▸ **AIM OF THE EXERCISE**: Retype the entries. Match them exactly.

# # # # # # #

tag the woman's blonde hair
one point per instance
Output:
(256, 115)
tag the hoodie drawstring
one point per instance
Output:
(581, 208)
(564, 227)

# # # # # # #

▸ **REPLY**:
tag the woman's blonde hair
one point per instance
Output:
(256, 115)
tag the hoodie drawstring
one point per instance
Output:
(581, 208)
(564, 227)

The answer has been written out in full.